:: Data
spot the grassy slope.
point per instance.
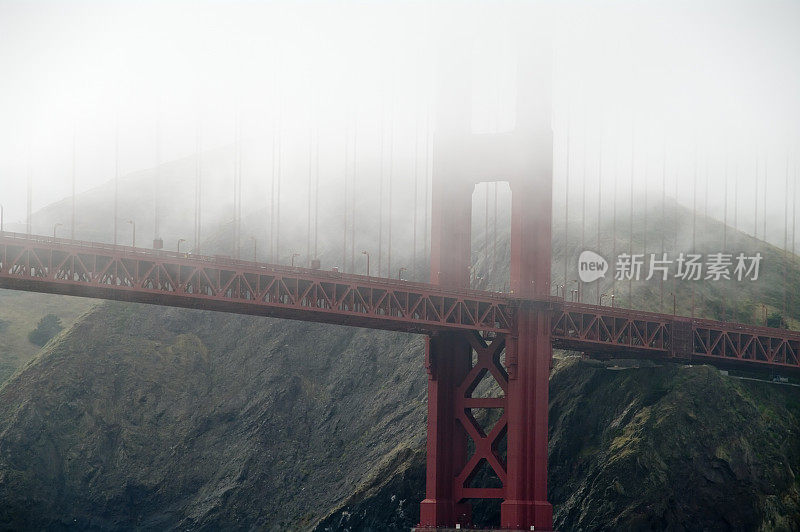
(172, 418)
(19, 314)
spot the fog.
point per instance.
(684, 99)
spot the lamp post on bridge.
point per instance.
(133, 240)
(364, 252)
(573, 291)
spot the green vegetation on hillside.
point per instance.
(45, 330)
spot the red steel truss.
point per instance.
(88, 269)
(605, 332)
(219, 283)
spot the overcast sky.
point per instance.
(713, 82)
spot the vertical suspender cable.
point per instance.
(74, 177)
(380, 189)
(239, 194)
(198, 172)
(116, 176)
(614, 215)
(415, 213)
(675, 223)
(345, 204)
(427, 175)
(29, 225)
(493, 277)
(353, 195)
(316, 194)
(694, 217)
(755, 199)
(309, 194)
(766, 166)
(630, 214)
(566, 212)
(236, 149)
(583, 206)
(390, 185)
(725, 227)
(599, 197)
(736, 198)
(157, 179)
(794, 211)
(271, 229)
(663, 212)
(785, 234)
(725, 209)
(278, 173)
(485, 230)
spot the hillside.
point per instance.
(157, 418)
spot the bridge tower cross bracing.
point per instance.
(523, 157)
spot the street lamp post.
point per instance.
(367, 254)
(133, 239)
(576, 292)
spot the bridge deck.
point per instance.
(89, 269)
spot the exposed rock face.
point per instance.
(651, 448)
(163, 418)
(168, 418)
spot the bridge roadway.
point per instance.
(124, 273)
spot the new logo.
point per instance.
(591, 266)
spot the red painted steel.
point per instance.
(615, 332)
(88, 269)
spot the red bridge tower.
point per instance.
(457, 447)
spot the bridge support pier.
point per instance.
(447, 360)
(528, 356)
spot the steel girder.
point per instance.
(219, 283)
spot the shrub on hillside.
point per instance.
(48, 327)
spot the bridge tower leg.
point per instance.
(528, 355)
(524, 158)
(447, 358)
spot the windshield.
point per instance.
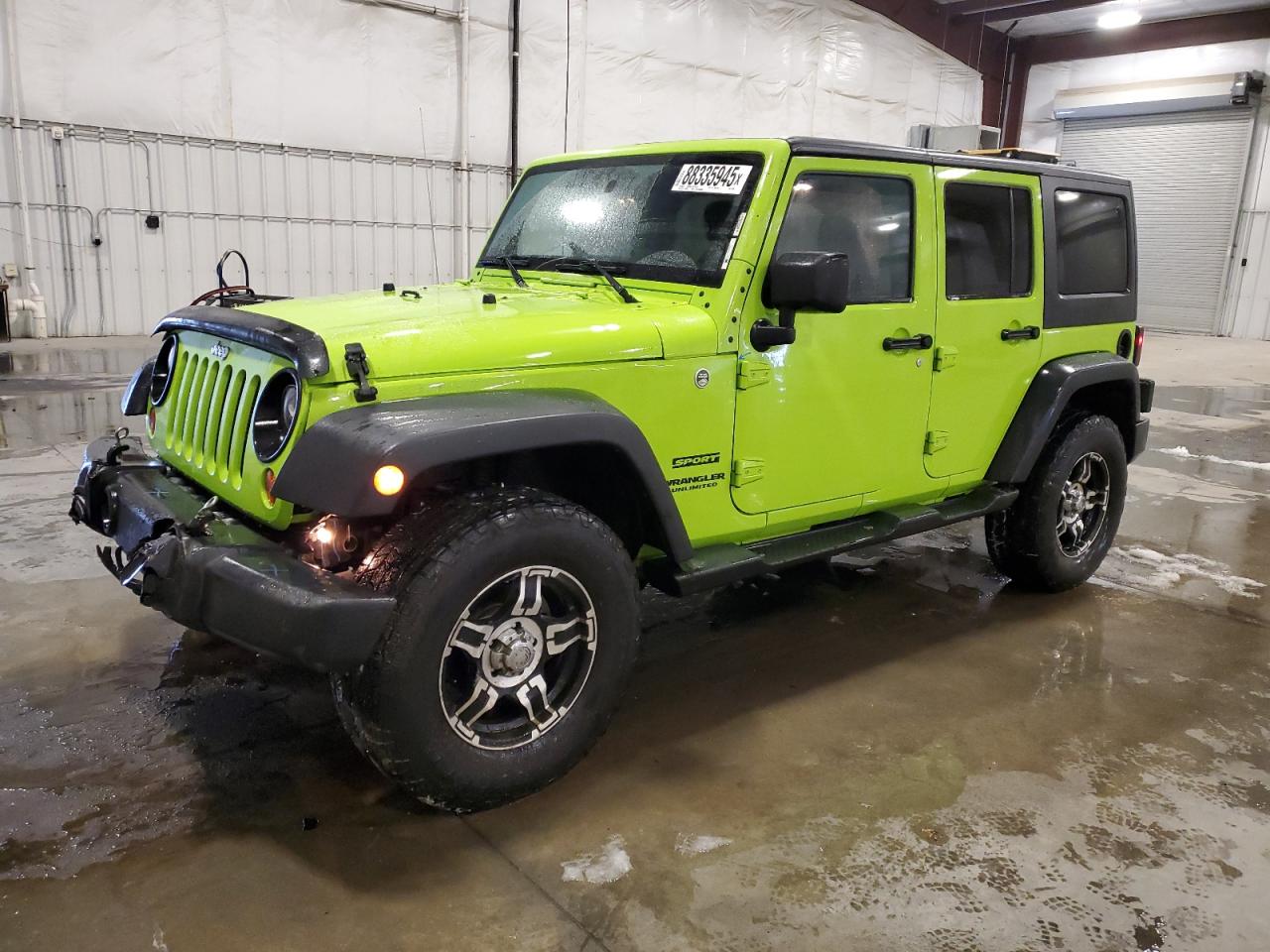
(663, 217)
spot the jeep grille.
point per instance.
(209, 416)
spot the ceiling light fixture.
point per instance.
(1119, 19)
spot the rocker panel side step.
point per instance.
(720, 565)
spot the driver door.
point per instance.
(835, 421)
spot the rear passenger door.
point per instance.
(989, 311)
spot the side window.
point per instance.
(869, 217)
(988, 241)
(1092, 243)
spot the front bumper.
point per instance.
(211, 571)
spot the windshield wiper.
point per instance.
(511, 267)
(594, 268)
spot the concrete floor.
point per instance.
(897, 752)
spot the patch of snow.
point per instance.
(607, 866)
(1184, 453)
(698, 844)
(1127, 563)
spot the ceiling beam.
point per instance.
(1161, 35)
(975, 45)
(971, 8)
(1164, 35)
(1038, 9)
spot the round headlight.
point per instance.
(275, 416)
(164, 370)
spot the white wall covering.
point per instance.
(336, 197)
(1246, 309)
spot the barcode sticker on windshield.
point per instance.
(715, 179)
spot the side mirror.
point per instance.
(801, 281)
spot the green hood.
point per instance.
(448, 329)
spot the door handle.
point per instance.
(922, 341)
(1029, 333)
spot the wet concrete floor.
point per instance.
(896, 752)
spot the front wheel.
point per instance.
(515, 635)
(1058, 531)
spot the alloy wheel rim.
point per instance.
(518, 657)
(1082, 506)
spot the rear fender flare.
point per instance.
(1049, 397)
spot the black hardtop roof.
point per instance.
(843, 149)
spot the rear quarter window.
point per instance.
(1092, 243)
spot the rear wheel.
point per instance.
(1058, 531)
(515, 635)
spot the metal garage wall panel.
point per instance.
(309, 221)
(1188, 177)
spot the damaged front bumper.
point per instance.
(211, 571)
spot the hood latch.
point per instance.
(358, 368)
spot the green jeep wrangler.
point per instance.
(679, 363)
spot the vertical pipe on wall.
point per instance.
(515, 67)
(463, 167)
(36, 301)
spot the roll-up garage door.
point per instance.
(1188, 176)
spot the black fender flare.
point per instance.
(333, 463)
(1047, 400)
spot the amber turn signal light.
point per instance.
(389, 480)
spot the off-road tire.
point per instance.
(436, 562)
(1023, 540)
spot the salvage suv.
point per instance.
(683, 365)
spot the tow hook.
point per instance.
(359, 370)
(202, 518)
(121, 444)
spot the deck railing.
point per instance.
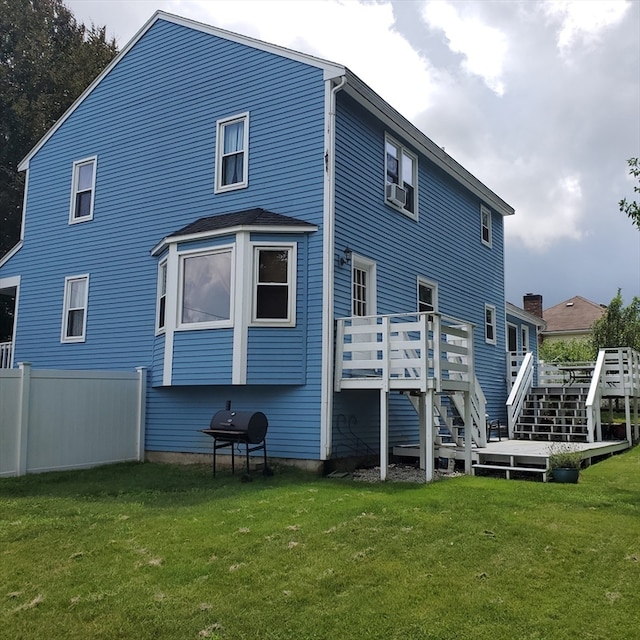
(404, 351)
(616, 372)
(6, 355)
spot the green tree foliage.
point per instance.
(632, 208)
(574, 350)
(46, 60)
(619, 326)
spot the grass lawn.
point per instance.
(160, 551)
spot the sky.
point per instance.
(539, 99)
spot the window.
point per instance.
(363, 282)
(232, 153)
(524, 332)
(401, 178)
(162, 296)
(74, 317)
(205, 289)
(485, 218)
(427, 295)
(490, 323)
(82, 190)
(274, 290)
(512, 338)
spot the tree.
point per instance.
(619, 326)
(46, 60)
(632, 209)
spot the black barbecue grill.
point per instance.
(230, 428)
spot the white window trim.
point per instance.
(163, 264)
(432, 285)
(65, 309)
(197, 326)
(360, 262)
(291, 278)
(484, 210)
(220, 125)
(402, 149)
(493, 324)
(74, 185)
(511, 325)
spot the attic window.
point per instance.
(401, 178)
(82, 190)
(232, 158)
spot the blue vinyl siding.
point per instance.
(443, 245)
(151, 122)
(202, 356)
(178, 413)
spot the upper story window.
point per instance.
(205, 289)
(74, 316)
(427, 295)
(524, 338)
(232, 153)
(490, 323)
(485, 222)
(274, 285)
(401, 178)
(82, 190)
(162, 296)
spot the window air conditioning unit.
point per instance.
(396, 194)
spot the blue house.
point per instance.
(256, 225)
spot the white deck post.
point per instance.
(23, 418)
(384, 433)
(429, 435)
(468, 433)
(422, 418)
(627, 416)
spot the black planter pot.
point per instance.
(566, 475)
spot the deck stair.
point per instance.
(554, 413)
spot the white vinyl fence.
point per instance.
(56, 419)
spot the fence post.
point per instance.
(142, 411)
(23, 417)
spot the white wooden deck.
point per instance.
(516, 456)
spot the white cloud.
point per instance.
(554, 212)
(484, 47)
(359, 36)
(583, 22)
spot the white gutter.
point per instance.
(328, 267)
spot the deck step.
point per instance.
(508, 470)
(502, 467)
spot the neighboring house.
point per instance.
(571, 319)
(523, 329)
(212, 204)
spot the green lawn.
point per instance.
(158, 551)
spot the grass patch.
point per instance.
(159, 551)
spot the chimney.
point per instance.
(533, 304)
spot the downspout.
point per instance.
(328, 263)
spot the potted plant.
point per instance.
(564, 463)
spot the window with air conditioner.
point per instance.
(401, 178)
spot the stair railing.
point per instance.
(594, 399)
(519, 391)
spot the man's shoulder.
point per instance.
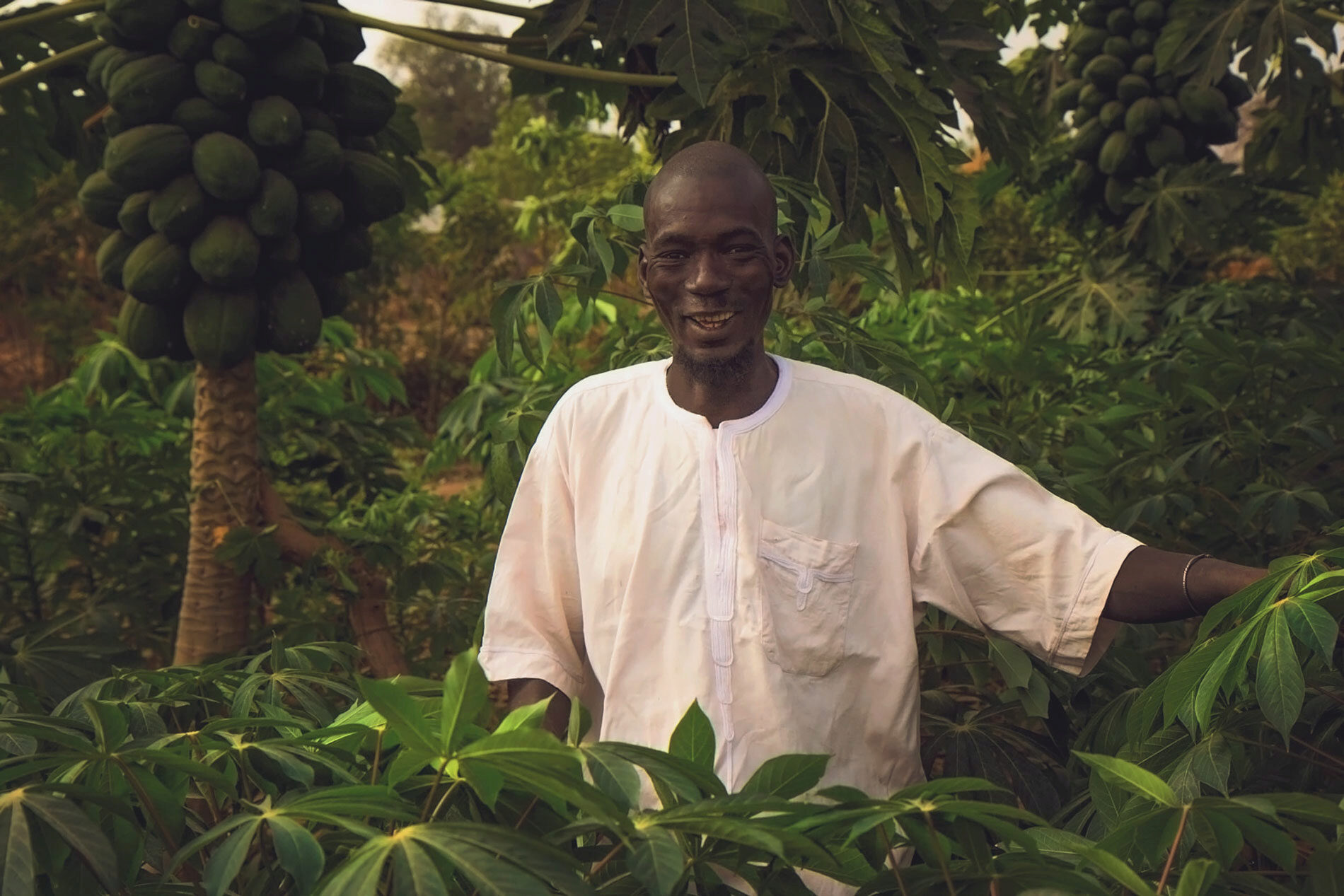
(608, 386)
(840, 390)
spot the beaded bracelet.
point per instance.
(1184, 581)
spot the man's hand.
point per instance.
(1148, 586)
(524, 692)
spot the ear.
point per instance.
(784, 260)
(643, 267)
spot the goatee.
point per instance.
(719, 373)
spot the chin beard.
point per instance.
(719, 373)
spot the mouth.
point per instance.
(712, 321)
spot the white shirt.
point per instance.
(775, 569)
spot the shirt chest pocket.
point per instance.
(806, 585)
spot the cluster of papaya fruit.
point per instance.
(1129, 120)
(240, 176)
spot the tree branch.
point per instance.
(369, 610)
(53, 13)
(40, 69)
(546, 66)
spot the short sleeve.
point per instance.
(1002, 552)
(534, 627)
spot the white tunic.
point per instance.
(775, 569)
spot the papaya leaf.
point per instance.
(658, 861)
(1132, 778)
(297, 852)
(1278, 677)
(403, 716)
(693, 739)
(1314, 627)
(1196, 876)
(228, 857)
(791, 775)
(465, 695)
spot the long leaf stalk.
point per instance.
(151, 809)
(545, 66)
(55, 13)
(433, 789)
(378, 755)
(1171, 854)
(896, 863)
(604, 863)
(64, 58)
(937, 849)
(444, 800)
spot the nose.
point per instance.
(707, 274)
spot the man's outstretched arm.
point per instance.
(1148, 586)
(524, 692)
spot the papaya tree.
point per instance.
(238, 156)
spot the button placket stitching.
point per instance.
(724, 586)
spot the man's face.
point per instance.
(710, 265)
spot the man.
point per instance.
(763, 535)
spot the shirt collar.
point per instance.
(688, 418)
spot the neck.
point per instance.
(724, 392)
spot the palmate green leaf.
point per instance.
(465, 695)
(402, 714)
(1011, 661)
(787, 776)
(630, 218)
(685, 781)
(18, 871)
(1117, 871)
(1314, 627)
(1278, 677)
(693, 739)
(1269, 840)
(297, 852)
(500, 860)
(228, 857)
(1326, 869)
(1132, 778)
(1226, 668)
(358, 875)
(658, 861)
(415, 872)
(615, 776)
(1196, 876)
(1217, 833)
(697, 40)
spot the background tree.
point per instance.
(456, 97)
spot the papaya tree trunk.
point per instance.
(225, 479)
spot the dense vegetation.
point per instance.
(1178, 374)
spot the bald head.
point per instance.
(718, 167)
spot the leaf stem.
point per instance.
(50, 62)
(937, 849)
(896, 863)
(151, 809)
(1171, 854)
(444, 798)
(604, 863)
(54, 13)
(378, 755)
(546, 66)
(526, 813)
(1319, 752)
(433, 789)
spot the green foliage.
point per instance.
(285, 772)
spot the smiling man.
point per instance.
(761, 535)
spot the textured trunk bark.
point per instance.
(225, 477)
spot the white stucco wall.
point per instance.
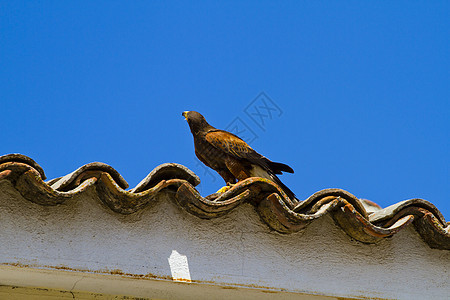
(235, 250)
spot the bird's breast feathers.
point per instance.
(257, 171)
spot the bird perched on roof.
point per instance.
(230, 156)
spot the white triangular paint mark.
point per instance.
(179, 267)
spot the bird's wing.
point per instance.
(231, 144)
(236, 147)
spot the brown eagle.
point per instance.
(230, 156)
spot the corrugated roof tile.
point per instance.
(278, 211)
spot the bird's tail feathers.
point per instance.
(280, 167)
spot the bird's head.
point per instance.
(196, 121)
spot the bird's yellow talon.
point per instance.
(224, 189)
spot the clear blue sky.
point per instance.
(362, 88)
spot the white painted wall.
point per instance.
(237, 249)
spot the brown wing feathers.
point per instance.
(229, 155)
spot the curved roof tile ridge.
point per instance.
(278, 211)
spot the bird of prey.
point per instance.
(230, 156)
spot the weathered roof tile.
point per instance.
(278, 211)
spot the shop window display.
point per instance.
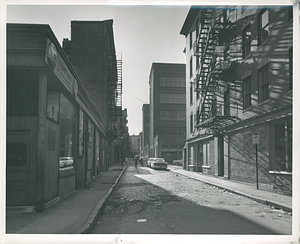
(67, 133)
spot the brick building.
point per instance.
(56, 138)
(145, 132)
(239, 84)
(135, 144)
(167, 111)
(92, 52)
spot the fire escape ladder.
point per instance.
(210, 76)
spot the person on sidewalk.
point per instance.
(136, 158)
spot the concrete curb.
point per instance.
(96, 212)
(254, 198)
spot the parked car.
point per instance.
(66, 162)
(149, 162)
(158, 163)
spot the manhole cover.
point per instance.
(141, 221)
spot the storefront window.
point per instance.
(283, 146)
(53, 105)
(67, 133)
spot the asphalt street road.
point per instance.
(148, 201)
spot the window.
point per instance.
(67, 133)
(247, 92)
(246, 41)
(290, 13)
(16, 153)
(227, 103)
(175, 98)
(191, 40)
(53, 105)
(291, 68)
(283, 146)
(197, 28)
(191, 94)
(263, 28)
(197, 62)
(22, 93)
(226, 53)
(171, 115)
(263, 81)
(191, 122)
(191, 67)
(172, 81)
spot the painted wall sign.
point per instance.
(61, 70)
(80, 136)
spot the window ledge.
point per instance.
(264, 102)
(67, 173)
(247, 109)
(280, 172)
(263, 44)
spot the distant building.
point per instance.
(56, 138)
(145, 132)
(167, 111)
(135, 143)
(92, 52)
(239, 64)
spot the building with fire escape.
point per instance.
(239, 94)
(92, 52)
(57, 134)
(167, 111)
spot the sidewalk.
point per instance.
(78, 213)
(75, 214)
(265, 197)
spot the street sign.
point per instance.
(255, 139)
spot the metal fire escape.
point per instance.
(119, 93)
(115, 96)
(211, 75)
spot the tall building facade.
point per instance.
(239, 76)
(56, 138)
(145, 132)
(92, 53)
(167, 111)
(135, 144)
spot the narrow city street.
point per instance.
(148, 201)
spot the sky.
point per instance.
(143, 34)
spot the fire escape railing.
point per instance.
(210, 74)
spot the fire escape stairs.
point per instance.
(206, 84)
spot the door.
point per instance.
(220, 156)
(18, 169)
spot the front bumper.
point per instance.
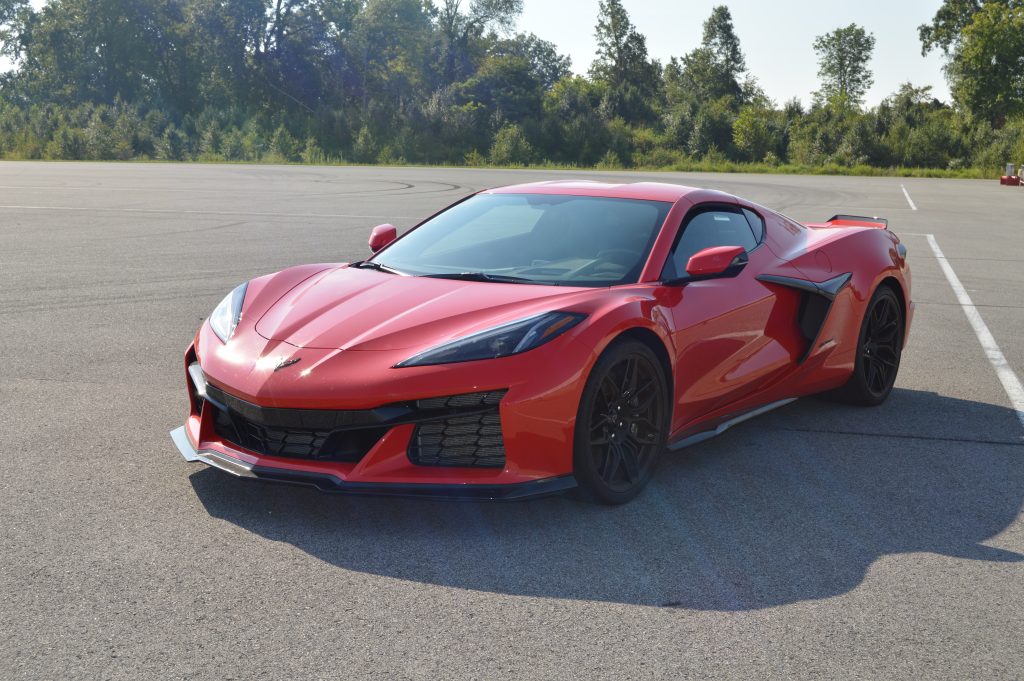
(329, 482)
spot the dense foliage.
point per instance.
(446, 81)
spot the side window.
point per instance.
(757, 224)
(708, 227)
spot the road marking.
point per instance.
(1011, 383)
(908, 199)
(188, 212)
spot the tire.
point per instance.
(622, 424)
(880, 348)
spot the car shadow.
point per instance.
(794, 506)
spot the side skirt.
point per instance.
(708, 434)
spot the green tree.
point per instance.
(986, 68)
(463, 27)
(843, 57)
(511, 147)
(633, 80)
(947, 25)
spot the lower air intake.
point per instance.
(473, 440)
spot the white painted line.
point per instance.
(908, 199)
(194, 212)
(1011, 383)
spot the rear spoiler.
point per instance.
(854, 221)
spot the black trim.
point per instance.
(815, 304)
(860, 218)
(688, 217)
(829, 289)
(330, 483)
(317, 419)
(731, 271)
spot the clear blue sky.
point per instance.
::::
■ What to produce ■
Output the listing lines from the line containing "spot the wet concrete floor." through the line containing "(1047, 400)", both included, as a JSON list of strings with one string per line and blank lines omitted.

■ Solution to this exercise ■
[
  "spot the wet concrete floor.",
  "point per instance.",
  "(896, 752)",
  "spot the front wheel.",
  "point per instance.",
  "(515, 635)",
  "(1058, 531)",
  "spot the alloy wheel rim.",
  "point per instance.",
  "(518, 657)",
  "(1082, 506)",
  "spot the rear fender flare.",
  "point per instance.",
  "(1049, 397)",
  "spot the black hardtop roof.",
  "point per instance.",
  "(843, 149)",
  "spot the rear quarter window.",
  "point per instance.",
  "(1092, 243)",
  "spot the rear wheel.",
  "point per instance.",
  "(1058, 531)",
  "(515, 635)",
  "spot the metal garage wall panel.",
  "point per instance.",
  "(309, 221)",
  "(1188, 177)",
  "spot the damaged front bumper.",
  "point per instance.",
  "(211, 571)",
  "spot the hood latch.",
  "point per instance.",
  "(358, 368)",
  "spot the green jeep wrangler.",
  "point per instance.",
  "(679, 363)",
  "spot the vertical pipe on wall.",
  "point per instance.",
  "(515, 67)",
  "(463, 167)",
  "(36, 301)",
  "spot the roll-up garage door.",
  "point per instance.",
  "(1188, 176)",
  "spot the black fender flare.",
  "point per instance.",
  "(333, 463)",
  "(1047, 400)"
]